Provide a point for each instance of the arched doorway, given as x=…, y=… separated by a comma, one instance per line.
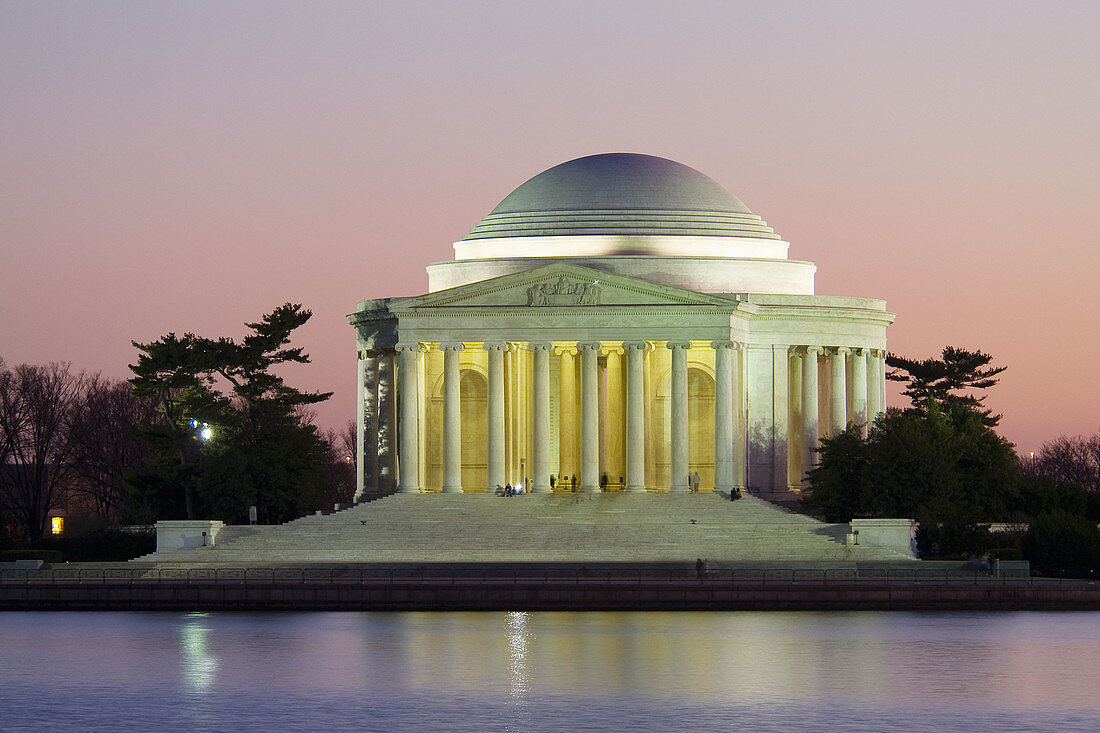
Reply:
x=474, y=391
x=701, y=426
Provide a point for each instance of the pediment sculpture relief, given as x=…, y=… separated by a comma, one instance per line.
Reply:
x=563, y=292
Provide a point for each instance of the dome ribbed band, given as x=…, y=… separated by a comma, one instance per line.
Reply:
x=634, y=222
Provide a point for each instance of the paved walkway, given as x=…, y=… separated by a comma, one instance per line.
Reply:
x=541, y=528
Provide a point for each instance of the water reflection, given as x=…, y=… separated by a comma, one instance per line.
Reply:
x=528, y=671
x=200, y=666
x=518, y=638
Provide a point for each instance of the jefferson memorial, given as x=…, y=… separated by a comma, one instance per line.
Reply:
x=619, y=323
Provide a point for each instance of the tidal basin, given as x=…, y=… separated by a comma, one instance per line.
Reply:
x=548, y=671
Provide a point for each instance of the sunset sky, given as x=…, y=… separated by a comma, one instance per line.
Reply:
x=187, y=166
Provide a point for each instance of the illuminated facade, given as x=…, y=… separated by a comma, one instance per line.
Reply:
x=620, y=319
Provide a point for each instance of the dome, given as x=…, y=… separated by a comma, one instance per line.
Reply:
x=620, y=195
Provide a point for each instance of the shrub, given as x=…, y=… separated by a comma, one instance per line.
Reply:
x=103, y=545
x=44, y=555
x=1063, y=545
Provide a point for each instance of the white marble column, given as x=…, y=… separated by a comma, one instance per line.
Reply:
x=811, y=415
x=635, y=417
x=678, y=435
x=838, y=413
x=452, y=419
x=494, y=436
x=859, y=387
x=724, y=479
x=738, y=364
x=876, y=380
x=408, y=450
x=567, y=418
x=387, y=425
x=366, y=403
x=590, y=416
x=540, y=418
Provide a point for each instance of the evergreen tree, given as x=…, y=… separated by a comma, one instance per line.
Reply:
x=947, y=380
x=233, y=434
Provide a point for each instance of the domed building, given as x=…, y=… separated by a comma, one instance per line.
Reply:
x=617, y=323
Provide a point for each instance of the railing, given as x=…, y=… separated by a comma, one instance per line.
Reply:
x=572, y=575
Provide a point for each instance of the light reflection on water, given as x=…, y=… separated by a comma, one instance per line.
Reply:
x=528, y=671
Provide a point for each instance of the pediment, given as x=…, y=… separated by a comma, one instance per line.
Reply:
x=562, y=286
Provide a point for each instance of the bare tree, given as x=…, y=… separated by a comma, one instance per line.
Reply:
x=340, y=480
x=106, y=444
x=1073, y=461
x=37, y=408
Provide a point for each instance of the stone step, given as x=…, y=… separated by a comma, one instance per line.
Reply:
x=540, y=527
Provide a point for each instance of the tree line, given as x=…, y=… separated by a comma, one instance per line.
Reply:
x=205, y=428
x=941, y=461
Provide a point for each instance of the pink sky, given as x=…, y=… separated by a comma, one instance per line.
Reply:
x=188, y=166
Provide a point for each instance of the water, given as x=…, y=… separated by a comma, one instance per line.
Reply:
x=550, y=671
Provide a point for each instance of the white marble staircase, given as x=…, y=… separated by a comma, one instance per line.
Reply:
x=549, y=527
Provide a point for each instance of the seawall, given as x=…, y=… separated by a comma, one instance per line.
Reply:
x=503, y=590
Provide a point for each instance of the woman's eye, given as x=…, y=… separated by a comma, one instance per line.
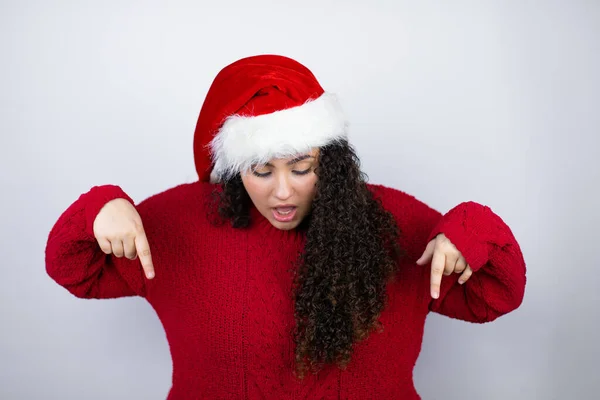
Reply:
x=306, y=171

...

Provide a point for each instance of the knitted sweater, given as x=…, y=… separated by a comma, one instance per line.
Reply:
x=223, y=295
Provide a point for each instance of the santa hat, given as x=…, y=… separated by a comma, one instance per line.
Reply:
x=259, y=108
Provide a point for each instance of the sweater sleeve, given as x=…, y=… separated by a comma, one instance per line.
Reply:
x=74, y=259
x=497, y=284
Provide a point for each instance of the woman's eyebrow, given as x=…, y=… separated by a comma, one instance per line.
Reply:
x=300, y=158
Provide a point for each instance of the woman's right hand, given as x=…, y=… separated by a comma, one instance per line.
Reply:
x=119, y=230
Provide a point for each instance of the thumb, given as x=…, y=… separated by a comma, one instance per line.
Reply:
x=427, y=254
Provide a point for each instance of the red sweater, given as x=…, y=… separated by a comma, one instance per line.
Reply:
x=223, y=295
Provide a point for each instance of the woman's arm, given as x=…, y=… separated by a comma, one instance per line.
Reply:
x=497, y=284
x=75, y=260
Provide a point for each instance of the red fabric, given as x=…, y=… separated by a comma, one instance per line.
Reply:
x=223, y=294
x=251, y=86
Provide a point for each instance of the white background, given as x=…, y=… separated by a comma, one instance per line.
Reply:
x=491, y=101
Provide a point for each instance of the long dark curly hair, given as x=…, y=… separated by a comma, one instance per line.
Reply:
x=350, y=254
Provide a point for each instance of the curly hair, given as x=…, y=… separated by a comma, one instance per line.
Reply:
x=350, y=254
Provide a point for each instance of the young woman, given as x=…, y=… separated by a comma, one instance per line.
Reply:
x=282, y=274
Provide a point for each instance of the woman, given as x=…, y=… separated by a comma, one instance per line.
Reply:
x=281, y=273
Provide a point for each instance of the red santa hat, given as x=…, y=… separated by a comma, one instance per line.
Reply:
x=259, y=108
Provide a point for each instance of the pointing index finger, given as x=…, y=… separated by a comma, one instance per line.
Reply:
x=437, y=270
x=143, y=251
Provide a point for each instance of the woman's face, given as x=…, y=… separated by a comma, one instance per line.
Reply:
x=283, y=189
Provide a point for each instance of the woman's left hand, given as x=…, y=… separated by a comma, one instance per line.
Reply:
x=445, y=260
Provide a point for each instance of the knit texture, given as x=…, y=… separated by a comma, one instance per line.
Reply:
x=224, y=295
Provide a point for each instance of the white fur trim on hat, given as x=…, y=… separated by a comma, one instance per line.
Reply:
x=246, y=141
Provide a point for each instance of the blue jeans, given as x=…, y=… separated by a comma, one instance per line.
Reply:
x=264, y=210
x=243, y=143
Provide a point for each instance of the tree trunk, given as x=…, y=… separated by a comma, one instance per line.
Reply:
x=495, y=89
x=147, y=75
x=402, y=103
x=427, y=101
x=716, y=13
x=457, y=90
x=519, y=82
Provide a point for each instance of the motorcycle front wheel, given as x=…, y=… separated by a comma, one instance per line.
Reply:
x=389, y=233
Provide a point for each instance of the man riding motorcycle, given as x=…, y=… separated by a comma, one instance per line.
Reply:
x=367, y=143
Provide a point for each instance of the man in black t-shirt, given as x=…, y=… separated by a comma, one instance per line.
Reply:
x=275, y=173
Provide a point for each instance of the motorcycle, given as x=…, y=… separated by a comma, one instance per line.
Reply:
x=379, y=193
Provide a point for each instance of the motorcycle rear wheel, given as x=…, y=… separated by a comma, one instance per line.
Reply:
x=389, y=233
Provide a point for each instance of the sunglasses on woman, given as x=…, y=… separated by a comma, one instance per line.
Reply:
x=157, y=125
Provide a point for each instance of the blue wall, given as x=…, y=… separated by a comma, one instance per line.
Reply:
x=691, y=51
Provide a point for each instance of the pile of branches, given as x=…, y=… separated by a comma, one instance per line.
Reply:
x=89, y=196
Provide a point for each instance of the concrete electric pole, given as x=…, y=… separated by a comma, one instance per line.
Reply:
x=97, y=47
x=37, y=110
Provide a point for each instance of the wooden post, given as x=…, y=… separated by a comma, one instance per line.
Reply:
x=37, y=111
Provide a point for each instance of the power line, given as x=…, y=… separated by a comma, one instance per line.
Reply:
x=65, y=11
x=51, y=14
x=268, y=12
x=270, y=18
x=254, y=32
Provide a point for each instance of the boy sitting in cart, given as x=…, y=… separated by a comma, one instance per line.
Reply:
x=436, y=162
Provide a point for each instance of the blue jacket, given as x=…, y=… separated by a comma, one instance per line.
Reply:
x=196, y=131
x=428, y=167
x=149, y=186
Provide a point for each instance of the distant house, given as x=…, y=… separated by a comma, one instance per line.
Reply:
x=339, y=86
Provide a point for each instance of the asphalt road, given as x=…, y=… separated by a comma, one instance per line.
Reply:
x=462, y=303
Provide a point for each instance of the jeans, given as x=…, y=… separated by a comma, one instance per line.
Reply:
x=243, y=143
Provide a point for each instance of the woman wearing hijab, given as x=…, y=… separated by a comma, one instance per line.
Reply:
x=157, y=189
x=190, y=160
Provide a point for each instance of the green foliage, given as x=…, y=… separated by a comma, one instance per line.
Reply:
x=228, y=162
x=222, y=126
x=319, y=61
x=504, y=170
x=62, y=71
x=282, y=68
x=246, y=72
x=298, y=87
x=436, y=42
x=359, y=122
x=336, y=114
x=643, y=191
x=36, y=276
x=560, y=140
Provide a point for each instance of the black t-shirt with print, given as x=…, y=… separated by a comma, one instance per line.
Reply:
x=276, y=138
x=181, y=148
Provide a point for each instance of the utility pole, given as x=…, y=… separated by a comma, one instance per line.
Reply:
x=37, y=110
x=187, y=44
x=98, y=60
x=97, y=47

...

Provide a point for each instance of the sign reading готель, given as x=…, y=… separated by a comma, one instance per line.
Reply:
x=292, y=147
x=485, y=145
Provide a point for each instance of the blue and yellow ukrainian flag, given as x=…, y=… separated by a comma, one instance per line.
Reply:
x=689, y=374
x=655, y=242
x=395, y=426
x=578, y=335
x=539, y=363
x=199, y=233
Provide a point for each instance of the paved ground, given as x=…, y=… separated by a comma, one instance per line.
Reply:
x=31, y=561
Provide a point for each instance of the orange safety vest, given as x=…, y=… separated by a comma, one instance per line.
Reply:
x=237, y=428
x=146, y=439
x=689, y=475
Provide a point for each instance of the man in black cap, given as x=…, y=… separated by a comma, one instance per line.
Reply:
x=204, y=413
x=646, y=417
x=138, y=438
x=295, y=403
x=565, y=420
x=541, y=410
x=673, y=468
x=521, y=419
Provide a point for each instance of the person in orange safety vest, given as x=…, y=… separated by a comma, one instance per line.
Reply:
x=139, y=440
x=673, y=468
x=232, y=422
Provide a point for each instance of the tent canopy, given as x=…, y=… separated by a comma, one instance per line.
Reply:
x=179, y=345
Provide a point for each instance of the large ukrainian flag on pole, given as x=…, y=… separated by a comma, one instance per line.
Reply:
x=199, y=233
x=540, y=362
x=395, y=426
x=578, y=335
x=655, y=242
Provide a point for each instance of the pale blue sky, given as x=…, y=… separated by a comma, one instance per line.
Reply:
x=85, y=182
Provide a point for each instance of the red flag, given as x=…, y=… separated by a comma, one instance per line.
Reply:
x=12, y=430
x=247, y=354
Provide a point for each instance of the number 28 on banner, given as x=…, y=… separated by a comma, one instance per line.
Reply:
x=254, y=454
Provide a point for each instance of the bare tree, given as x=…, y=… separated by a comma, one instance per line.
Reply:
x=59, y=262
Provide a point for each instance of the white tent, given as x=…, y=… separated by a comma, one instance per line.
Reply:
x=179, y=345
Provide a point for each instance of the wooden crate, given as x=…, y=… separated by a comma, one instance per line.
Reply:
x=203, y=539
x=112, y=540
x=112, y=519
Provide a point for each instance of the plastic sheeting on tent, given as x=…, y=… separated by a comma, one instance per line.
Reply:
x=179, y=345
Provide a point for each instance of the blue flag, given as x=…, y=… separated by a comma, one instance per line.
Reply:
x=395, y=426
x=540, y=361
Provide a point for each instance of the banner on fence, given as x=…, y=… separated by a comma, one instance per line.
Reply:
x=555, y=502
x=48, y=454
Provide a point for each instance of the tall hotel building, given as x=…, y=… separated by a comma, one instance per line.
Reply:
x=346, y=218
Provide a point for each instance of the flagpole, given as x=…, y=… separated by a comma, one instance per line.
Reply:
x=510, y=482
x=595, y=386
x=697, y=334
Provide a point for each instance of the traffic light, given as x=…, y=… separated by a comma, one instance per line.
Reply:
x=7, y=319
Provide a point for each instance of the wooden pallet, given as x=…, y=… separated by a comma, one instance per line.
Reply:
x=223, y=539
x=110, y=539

* **What needs to be done**
Pull out each line from the items above that contains the string "light", and list those lines.

* **Task result**
Provide a point for each instance of the light reflection on water, given as x=…, y=… separated by a comma, one instance per line.
Provide a point for each instance of the traffic light, given as x=…, y=… separated by a comma, one instance per line.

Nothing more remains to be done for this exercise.